● **Dataset excerpts**:
********

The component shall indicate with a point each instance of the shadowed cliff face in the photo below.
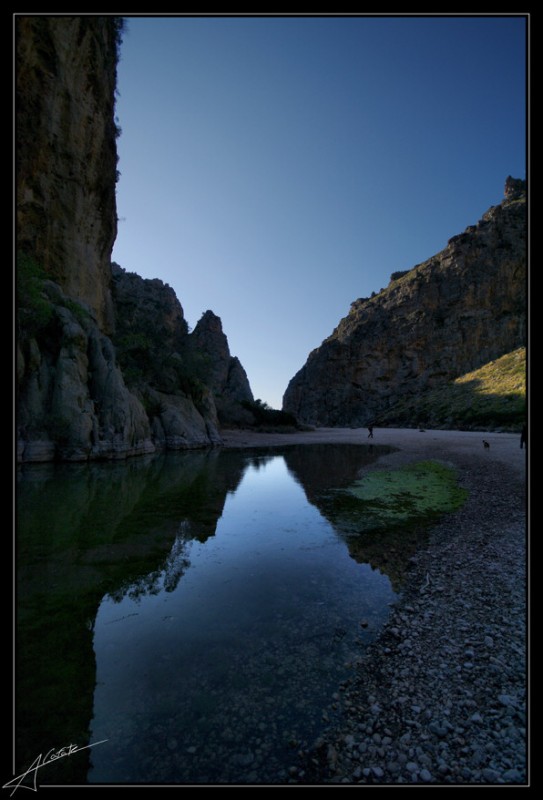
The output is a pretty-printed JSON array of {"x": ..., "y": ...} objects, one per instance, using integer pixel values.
[
  {"x": 105, "y": 368},
  {"x": 66, "y": 152},
  {"x": 460, "y": 309}
]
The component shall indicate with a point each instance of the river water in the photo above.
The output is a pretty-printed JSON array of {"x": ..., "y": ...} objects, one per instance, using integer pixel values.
[{"x": 191, "y": 616}]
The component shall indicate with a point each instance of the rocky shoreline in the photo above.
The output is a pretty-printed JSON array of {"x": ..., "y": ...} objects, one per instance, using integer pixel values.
[{"x": 441, "y": 696}]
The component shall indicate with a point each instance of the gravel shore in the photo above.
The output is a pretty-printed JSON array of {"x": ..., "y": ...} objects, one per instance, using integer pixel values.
[{"x": 441, "y": 696}]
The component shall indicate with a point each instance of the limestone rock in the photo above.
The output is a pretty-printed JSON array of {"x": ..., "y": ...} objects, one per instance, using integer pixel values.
[
  {"x": 66, "y": 151},
  {"x": 225, "y": 374},
  {"x": 460, "y": 309},
  {"x": 105, "y": 364}
]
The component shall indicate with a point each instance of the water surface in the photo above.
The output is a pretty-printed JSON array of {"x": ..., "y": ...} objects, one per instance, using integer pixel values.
[{"x": 201, "y": 612}]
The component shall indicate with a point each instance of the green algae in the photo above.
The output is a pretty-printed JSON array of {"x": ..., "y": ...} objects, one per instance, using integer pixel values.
[
  {"x": 386, "y": 516},
  {"x": 414, "y": 493}
]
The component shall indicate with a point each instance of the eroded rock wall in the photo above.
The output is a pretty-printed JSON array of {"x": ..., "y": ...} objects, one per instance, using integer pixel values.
[{"x": 458, "y": 310}]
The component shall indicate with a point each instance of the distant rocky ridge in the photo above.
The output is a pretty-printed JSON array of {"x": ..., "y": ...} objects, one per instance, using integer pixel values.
[
  {"x": 462, "y": 308},
  {"x": 106, "y": 366}
]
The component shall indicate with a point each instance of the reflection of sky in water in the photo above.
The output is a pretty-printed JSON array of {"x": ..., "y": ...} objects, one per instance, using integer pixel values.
[{"x": 274, "y": 580}]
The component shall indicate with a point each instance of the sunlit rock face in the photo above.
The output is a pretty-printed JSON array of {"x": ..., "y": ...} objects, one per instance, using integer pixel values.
[{"x": 451, "y": 314}]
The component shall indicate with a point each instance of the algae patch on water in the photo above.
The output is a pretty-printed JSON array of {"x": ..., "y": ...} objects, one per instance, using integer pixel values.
[
  {"x": 386, "y": 516},
  {"x": 415, "y": 494}
]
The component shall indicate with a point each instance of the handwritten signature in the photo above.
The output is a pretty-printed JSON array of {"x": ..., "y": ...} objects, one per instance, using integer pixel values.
[{"x": 40, "y": 761}]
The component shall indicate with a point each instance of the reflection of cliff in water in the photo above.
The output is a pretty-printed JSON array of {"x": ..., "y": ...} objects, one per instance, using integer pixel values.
[
  {"x": 85, "y": 531},
  {"x": 388, "y": 550}
]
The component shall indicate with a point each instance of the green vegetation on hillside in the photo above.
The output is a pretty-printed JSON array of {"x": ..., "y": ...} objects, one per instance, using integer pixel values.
[{"x": 491, "y": 397}]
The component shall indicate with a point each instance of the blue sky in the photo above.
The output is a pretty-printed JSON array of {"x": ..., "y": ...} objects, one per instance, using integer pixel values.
[{"x": 274, "y": 169}]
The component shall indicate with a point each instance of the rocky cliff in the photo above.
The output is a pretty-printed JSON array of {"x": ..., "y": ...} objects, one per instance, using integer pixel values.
[
  {"x": 460, "y": 309},
  {"x": 105, "y": 365},
  {"x": 224, "y": 373},
  {"x": 66, "y": 152}
]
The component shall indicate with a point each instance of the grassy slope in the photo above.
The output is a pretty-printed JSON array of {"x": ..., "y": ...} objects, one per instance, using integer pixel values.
[{"x": 492, "y": 397}]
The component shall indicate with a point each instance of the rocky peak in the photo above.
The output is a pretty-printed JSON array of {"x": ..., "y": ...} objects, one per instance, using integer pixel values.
[
  {"x": 515, "y": 188},
  {"x": 226, "y": 376}
]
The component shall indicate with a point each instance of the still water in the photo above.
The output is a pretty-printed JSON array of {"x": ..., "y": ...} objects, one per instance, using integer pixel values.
[{"x": 195, "y": 612}]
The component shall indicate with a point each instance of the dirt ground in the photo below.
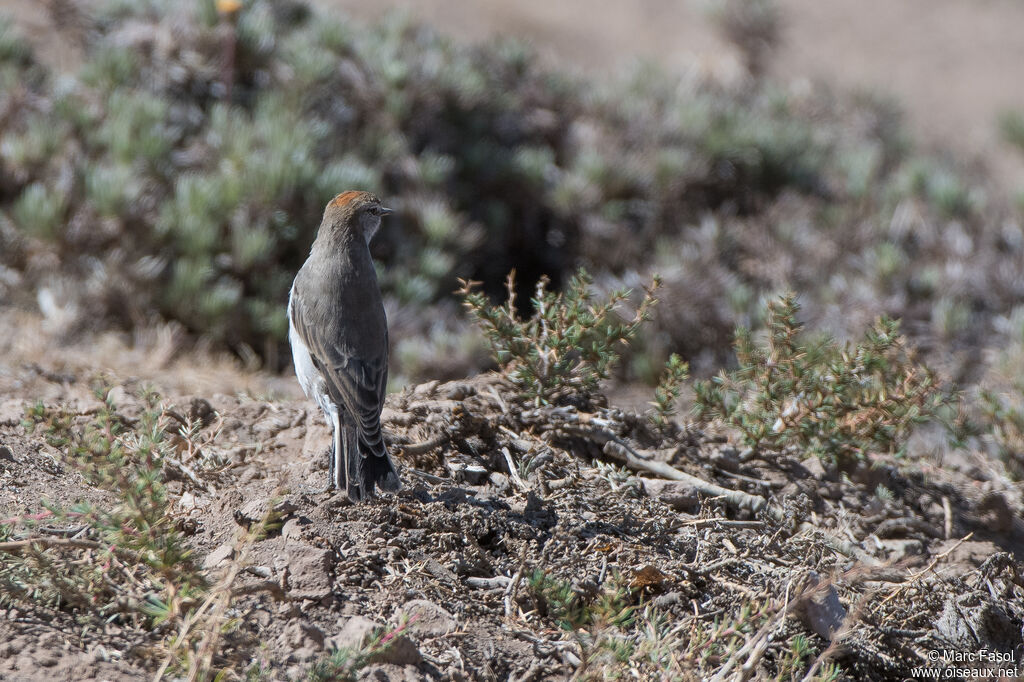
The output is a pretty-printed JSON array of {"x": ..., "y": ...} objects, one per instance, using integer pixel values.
[
  {"x": 497, "y": 494},
  {"x": 953, "y": 67}
]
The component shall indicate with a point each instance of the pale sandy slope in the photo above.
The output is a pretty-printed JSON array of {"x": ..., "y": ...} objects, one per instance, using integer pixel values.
[{"x": 953, "y": 66}]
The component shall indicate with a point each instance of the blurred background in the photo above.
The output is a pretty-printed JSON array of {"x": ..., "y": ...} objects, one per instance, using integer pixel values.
[{"x": 164, "y": 167}]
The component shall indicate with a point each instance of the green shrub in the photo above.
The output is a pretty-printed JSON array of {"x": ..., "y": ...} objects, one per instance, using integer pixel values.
[
  {"x": 138, "y": 529},
  {"x": 40, "y": 212},
  {"x": 567, "y": 346},
  {"x": 840, "y": 402},
  {"x": 494, "y": 163}
]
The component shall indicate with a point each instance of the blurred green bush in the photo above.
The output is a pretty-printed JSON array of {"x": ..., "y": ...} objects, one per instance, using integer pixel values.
[{"x": 159, "y": 195}]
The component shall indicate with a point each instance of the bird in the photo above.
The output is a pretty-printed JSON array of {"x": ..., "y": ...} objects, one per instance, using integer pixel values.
[{"x": 339, "y": 338}]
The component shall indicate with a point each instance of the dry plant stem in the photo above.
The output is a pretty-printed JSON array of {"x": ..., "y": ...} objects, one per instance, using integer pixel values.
[
  {"x": 18, "y": 546},
  {"x": 426, "y": 445},
  {"x": 513, "y": 474},
  {"x": 217, "y": 603},
  {"x": 918, "y": 576},
  {"x": 736, "y": 498},
  {"x": 512, "y": 590}
]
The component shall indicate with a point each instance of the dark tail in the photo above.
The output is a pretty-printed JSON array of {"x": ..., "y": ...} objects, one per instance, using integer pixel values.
[{"x": 363, "y": 466}]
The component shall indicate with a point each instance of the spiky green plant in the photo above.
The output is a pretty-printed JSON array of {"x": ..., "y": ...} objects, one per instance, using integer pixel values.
[
  {"x": 568, "y": 345},
  {"x": 839, "y": 401}
]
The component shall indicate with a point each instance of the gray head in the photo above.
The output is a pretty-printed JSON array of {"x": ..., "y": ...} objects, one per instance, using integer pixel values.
[{"x": 354, "y": 210}]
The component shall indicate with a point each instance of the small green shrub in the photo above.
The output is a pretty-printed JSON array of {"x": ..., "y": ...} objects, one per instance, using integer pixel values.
[
  {"x": 131, "y": 560},
  {"x": 40, "y": 211},
  {"x": 1012, "y": 128},
  {"x": 840, "y": 402},
  {"x": 568, "y": 345},
  {"x": 669, "y": 388}
]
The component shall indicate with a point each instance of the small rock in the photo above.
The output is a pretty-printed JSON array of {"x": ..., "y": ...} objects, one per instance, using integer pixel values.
[
  {"x": 972, "y": 626},
  {"x": 427, "y": 619},
  {"x": 292, "y": 529},
  {"x": 460, "y": 391},
  {"x": 897, "y": 549},
  {"x": 219, "y": 555},
  {"x": 499, "y": 480},
  {"x": 822, "y": 611},
  {"x": 676, "y": 494},
  {"x": 300, "y": 634},
  {"x": 255, "y": 511},
  {"x": 353, "y": 634},
  {"x": 200, "y": 411},
  {"x": 995, "y": 513},
  {"x": 400, "y": 650},
  {"x": 11, "y": 412},
  {"x": 388, "y": 673},
  {"x": 309, "y": 572}
]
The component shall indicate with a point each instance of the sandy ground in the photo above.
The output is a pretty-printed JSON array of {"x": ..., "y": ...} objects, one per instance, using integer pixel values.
[{"x": 953, "y": 67}]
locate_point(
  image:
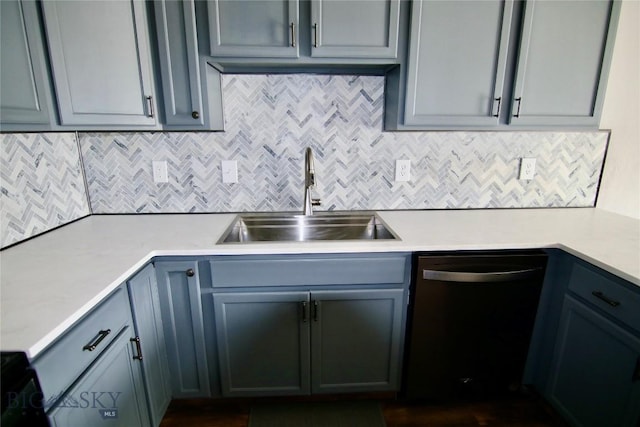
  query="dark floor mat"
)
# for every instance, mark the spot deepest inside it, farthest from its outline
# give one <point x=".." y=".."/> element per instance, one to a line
<point x="317" y="414"/>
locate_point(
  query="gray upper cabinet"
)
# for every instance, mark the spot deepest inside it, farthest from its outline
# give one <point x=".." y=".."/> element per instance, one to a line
<point x="192" y="96"/>
<point x="101" y="63"/>
<point x="457" y="62"/>
<point x="254" y="28"/>
<point x="355" y="29"/>
<point x="563" y="62"/>
<point x="25" y="101"/>
<point x="503" y="64"/>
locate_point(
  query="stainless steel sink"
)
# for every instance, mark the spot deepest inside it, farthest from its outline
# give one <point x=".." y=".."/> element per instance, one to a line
<point x="295" y="227"/>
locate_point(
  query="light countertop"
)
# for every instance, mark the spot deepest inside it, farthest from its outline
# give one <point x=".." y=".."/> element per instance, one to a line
<point x="49" y="282"/>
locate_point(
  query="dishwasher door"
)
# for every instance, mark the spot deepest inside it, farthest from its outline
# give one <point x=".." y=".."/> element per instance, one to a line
<point x="471" y="320"/>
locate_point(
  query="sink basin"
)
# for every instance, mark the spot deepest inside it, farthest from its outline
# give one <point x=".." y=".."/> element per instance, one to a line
<point x="294" y="227"/>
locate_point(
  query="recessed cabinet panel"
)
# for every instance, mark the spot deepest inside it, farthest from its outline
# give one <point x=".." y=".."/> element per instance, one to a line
<point x="563" y="62"/>
<point x="355" y="28"/>
<point x="457" y="60"/>
<point x="595" y="379"/>
<point x="179" y="62"/>
<point x="254" y="28"/>
<point x="100" y="60"/>
<point x="24" y="87"/>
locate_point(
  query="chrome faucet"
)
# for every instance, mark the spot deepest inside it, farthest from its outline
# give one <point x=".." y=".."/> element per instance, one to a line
<point x="309" y="182"/>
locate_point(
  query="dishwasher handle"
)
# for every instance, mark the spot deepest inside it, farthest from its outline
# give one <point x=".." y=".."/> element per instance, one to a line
<point x="473" y="277"/>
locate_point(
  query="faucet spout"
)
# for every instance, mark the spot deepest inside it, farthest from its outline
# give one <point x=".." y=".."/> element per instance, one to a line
<point x="309" y="183"/>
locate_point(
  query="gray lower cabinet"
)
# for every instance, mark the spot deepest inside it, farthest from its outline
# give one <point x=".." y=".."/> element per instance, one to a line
<point x="181" y="311"/>
<point x="145" y="305"/>
<point x="292" y="343"/>
<point x="25" y="100"/>
<point x="101" y="63"/>
<point x="111" y="392"/>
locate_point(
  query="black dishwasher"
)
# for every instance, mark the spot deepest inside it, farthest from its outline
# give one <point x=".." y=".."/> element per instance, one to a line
<point x="470" y="322"/>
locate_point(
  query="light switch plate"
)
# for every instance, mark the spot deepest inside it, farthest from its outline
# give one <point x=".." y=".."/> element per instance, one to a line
<point x="229" y="171"/>
<point x="403" y="170"/>
<point x="527" y="168"/>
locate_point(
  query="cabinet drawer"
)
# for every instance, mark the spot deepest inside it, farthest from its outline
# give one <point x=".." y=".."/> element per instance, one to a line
<point x="295" y="270"/>
<point x="607" y="294"/>
<point x="71" y="354"/>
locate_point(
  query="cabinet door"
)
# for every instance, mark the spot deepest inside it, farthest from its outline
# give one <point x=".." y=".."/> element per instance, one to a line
<point x="355" y="28"/>
<point x="595" y="377"/>
<point x="145" y="303"/>
<point x="109" y="393"/>
<point x="25" y="102"/>
<point x="457" y="60"/>
<point x="101" y="63"/>
<point x="263" y="342"/>
<point x="356" y="340"/>
<point x="179" y="63"/>
<point x="254" y="28"/>
<point x="181" y="309"/>
<point x="563" y="62"/>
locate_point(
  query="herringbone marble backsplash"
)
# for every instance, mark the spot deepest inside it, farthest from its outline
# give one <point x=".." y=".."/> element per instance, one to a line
<point x="41" y="184"/>
<point x="269" y="120"/>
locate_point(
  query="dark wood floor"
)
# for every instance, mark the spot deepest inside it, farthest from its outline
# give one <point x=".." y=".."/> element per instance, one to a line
<point x="517" y="411"/>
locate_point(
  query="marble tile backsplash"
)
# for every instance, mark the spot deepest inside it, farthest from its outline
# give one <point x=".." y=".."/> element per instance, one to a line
<point x="269" y="121"/>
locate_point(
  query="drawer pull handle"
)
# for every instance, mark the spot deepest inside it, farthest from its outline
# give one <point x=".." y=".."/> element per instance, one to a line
<point x="101" y="335"/>
<point x="605" y="298"/>
<point x="138" y="348"/>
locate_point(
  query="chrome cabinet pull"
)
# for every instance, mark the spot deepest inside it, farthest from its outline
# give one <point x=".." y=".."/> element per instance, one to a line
<point x="101" y="335"/>
<point x="497" y="114"/>
<point x="150" y="104"/>
<point x="315" y="35"/>
<point x="603" y="297"/>
<point x="519" y="101"/>
<point x="138" y="348"/>
<point x="497" y="276"/>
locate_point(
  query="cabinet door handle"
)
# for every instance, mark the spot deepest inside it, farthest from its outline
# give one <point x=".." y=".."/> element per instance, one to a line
<point x="499" y="100"/>
<point x="519" y="101"/>
<point x="636" y="373"/>
<point x="138" y="348"/>
<point x="316" y="36"/>
<point x="603" y="297"/>
<point x="101" y="335"/>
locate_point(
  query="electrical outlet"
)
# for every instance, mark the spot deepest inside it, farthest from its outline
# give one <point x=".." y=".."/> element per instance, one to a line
<point x="403" y="170"/>
<point x="160" y="171"/>
<point x="527" y="168"/>
<point x="229" y="171"/>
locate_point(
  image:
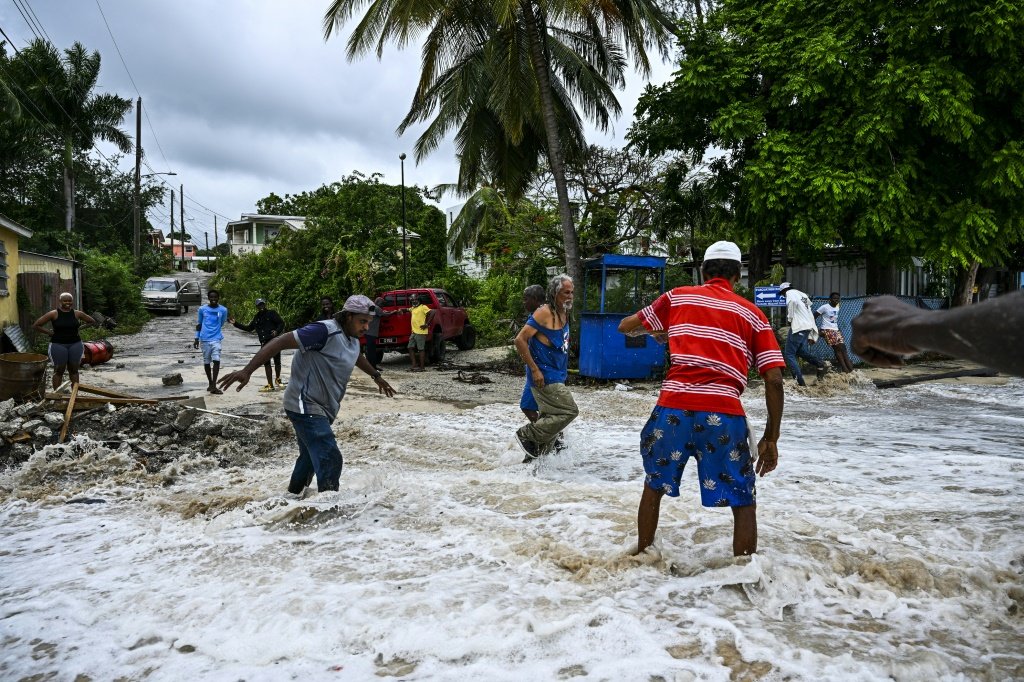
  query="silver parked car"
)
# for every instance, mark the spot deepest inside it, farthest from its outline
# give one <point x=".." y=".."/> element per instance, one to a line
<point x="170" y="294"/>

********

● **Exercise description**: State how many lines in the listing contain the string "chrome". Give only the number.

● **Reply**: 2